══ The data

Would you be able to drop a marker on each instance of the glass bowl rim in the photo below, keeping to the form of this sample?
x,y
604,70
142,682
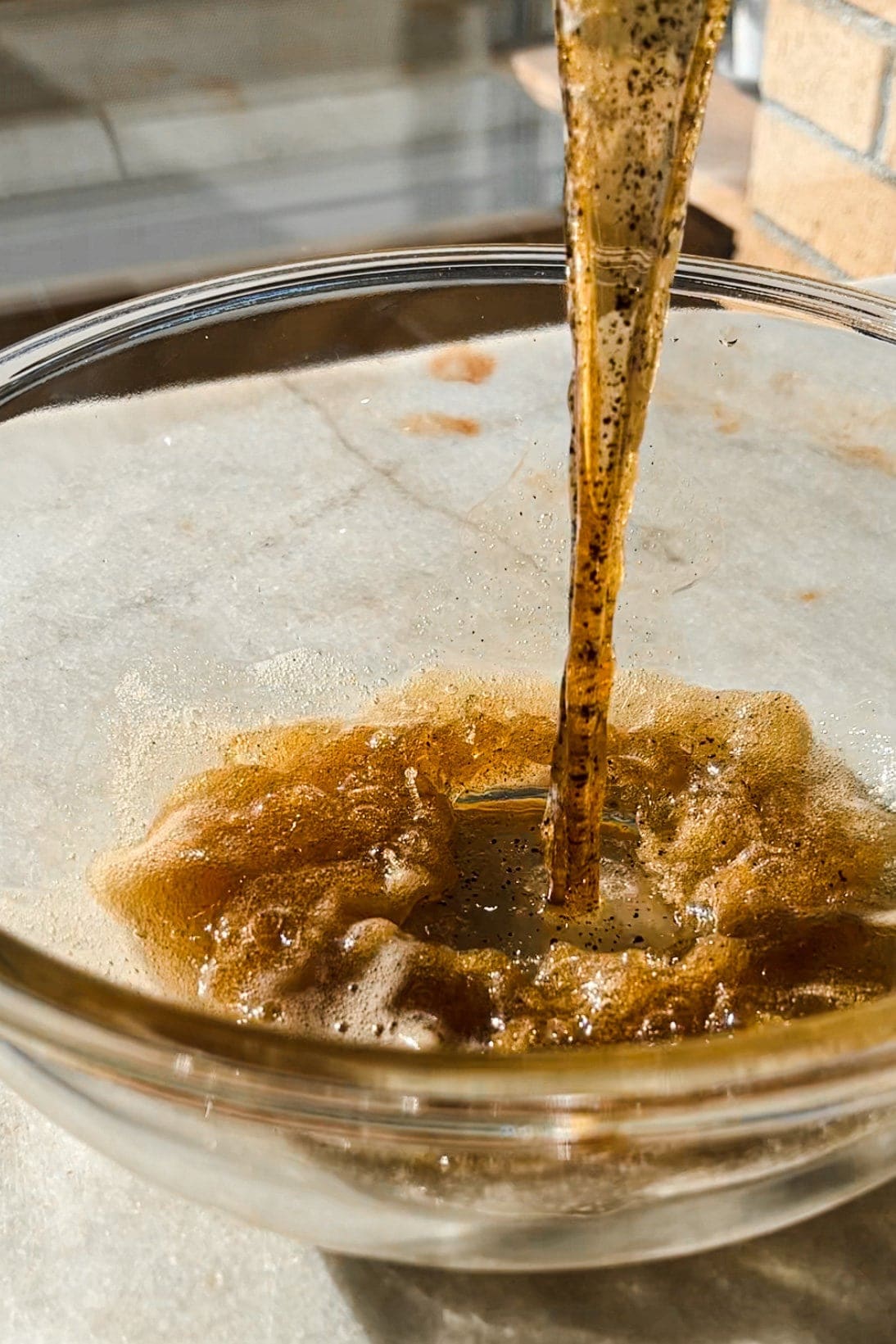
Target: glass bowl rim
x,y
79,1019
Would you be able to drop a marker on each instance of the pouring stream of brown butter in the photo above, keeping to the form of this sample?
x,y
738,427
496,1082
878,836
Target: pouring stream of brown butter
x,y
636,78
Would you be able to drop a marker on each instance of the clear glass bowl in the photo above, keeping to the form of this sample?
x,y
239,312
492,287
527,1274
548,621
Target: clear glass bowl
x,y
265,496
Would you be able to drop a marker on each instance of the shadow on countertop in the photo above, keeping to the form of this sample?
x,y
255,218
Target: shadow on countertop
x,y
828,1281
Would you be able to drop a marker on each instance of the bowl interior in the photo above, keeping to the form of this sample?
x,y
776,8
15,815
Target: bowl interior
x,y
274,505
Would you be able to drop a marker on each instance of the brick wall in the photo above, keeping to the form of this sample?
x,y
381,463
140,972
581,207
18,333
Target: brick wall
x,y
822,186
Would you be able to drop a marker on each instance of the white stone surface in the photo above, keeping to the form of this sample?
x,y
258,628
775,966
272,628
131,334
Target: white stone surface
x,y
90,1254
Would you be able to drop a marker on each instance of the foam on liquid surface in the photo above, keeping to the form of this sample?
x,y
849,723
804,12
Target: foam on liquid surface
x,y
383,880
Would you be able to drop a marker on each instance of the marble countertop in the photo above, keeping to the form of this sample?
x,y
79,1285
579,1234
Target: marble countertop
x,y
90,1254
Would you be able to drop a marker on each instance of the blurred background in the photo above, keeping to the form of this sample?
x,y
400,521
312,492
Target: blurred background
x,y
144,143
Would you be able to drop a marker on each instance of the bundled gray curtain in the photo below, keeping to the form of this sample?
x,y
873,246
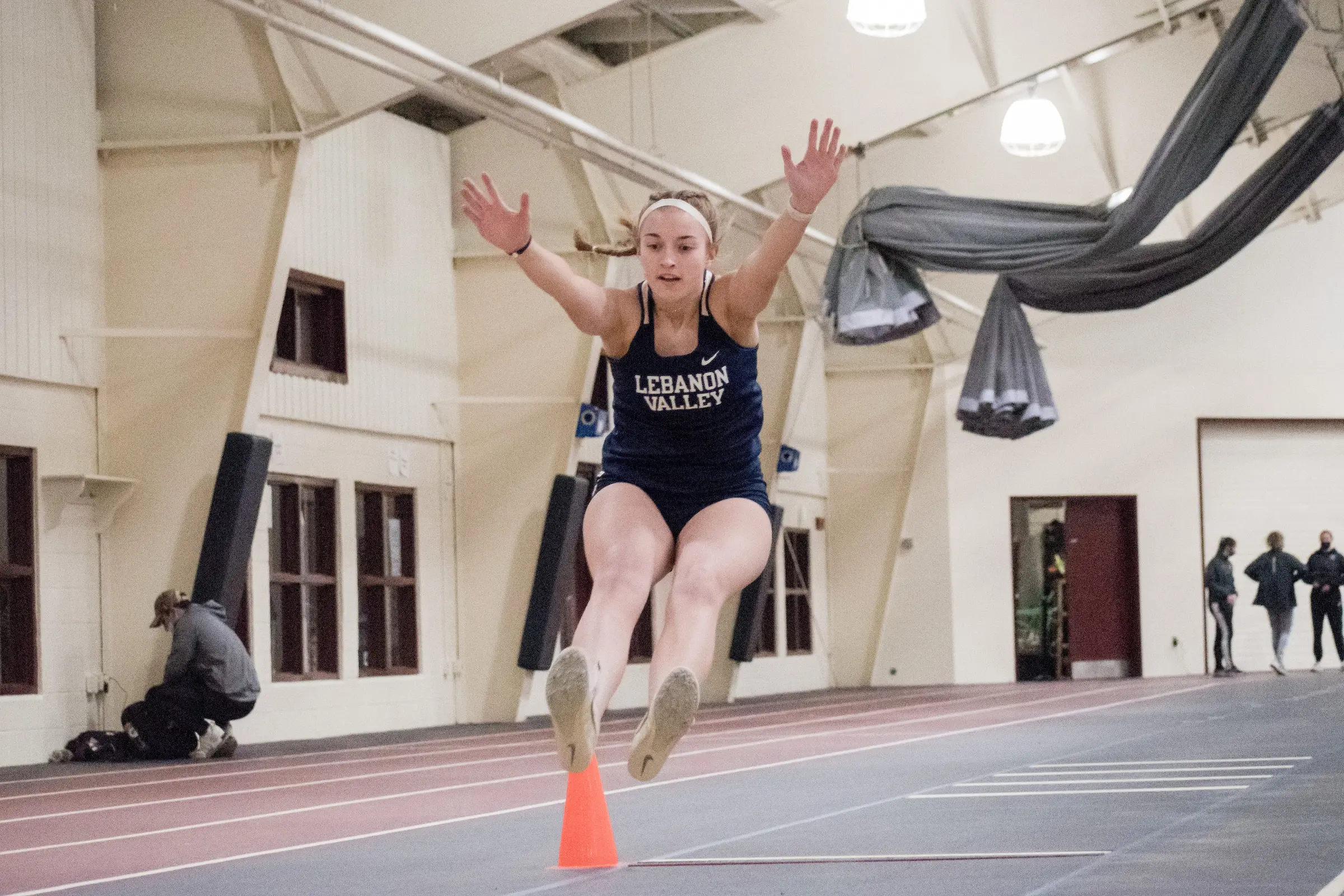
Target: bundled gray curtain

════

| What this task involves |
Nothing may be altered when you restate the records, but every picture must be dropped.

| Output |
Would you be able to drop a marker on each instance of the glass bowl rim in the photo below, keeping to the form of this sample?
x,y
604,70
142,682
Target: glass bowl rim
x,y
79,1019
Would you be able to drop a marker on each instance of the pouring stream of brown butter in the photo above, keeping to the form of this sample?
x,y
738,427
496,1082
878,836
Target: pouring stream of brown butter
x,y
636,78
Would you be able to drop a marker on each instance of the clear glass bowl in the photo above, keeping to the form of this sample?
x,y
239,312
492,287
527,1274
548,621
Target: clear glass bowl
x,y
265,496
Would you be able to drop a marker on each instance of the shadow on countertop in the photo above, keeping to the form of this sample?
x,y
255,218
Target: shadow on countertop
x,y
828,1281
Would you be able to drop a marker on each instance of the bowl interior in the photo above, keeping to the form of this sample?
x,y
776,8
15,815
Target: bowl interior
x,y
274,505
Would you be able to drop a marker on each instance of the brick wall in the photo above, keeping to the form of this sample?
x,y
381,463
140,972
581,207
18,333
Target: brick wall
x,y
822,186
Would you be able to drop a marker on each instance of the white stone surface in the photo above, keeping to the form of this sample?
x,y
258,628
775,966
272,628
131,334
Target: white stone surface
x,y
90,1254
Would you be able to drop a marker on each instance of the foam on liquid surface in the photo above, keeping to the form of this sample?
x,y
849,723
804,12
Target: foam on liquid surface
x,y
383,880
Would you be able to drop a marker on each instance of the marble countertop in the photo above, keeping to the form of this sample?
x,y
79,1285
579,1234
Target: marble countertop
x,y
90,1254
Would you be able to drop a marker on each instance of the blurred background in the photo above, keeping to the form of this sample?
x,y
400,521
312,492
Target: blurred background
x,y
144,143
Would you be able to drop a marker on each instance of the bundled gray curtain in the photo below, keeping to the form of this sample?
x,y
873,246
Target: bundled gray curtain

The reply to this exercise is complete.